--- start ---

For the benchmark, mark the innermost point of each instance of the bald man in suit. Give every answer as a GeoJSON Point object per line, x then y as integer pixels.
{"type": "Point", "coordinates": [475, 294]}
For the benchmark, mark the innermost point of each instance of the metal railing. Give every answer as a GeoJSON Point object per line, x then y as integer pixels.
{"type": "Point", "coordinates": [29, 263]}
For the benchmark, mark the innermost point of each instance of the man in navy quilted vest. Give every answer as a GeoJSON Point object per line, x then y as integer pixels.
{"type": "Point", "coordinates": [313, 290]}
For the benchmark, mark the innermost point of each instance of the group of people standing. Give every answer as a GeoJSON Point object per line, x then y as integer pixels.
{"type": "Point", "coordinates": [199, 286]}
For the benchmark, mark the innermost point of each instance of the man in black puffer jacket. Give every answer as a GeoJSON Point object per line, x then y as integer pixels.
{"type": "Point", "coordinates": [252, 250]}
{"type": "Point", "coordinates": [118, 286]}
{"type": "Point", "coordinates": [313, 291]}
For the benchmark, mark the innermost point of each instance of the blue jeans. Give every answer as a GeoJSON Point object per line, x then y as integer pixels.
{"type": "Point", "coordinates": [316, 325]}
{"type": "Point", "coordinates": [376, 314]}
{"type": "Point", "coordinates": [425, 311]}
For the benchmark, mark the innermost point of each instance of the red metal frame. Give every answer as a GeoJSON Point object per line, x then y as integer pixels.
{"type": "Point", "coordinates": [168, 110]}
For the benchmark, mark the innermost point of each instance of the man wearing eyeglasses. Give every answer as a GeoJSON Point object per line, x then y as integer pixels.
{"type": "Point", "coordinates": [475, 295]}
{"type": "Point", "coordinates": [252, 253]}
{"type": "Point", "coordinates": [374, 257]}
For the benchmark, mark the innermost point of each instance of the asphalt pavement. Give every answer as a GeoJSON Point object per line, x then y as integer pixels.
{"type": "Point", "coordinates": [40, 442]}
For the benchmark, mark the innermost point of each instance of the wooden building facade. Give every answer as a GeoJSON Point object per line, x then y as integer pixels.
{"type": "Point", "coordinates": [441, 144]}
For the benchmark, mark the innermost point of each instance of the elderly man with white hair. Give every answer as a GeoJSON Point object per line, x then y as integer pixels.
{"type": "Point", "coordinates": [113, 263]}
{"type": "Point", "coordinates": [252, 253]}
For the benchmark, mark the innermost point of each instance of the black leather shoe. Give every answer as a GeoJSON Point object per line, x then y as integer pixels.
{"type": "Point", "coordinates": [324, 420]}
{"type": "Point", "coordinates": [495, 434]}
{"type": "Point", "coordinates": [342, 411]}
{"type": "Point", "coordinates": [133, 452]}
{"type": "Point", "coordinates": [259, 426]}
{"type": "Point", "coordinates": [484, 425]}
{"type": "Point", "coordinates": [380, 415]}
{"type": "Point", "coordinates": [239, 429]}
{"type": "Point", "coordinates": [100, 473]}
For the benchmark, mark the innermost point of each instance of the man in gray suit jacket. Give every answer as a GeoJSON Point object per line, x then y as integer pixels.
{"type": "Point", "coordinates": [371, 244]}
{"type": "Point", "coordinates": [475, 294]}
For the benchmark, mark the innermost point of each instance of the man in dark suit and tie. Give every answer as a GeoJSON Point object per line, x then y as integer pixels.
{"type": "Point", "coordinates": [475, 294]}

--- end ---

- [SET EXERCISE] Rescale the part of the rows that opens with the line containing "man in dark" and runs through the last row, giving only those lines again, request lines included. Multiply every answer coordinate by 2.35 and round each result to a whole number, with halves rounding up.

- [TASK OUTPUT]
For the benchmark, mark the innermost point of each instance of the man in dark suit and tie. Give every answer as a GeoJSON Point object per line, x then y as integer pixels.
{"type": "Point", "coordinates": [1116, 691]}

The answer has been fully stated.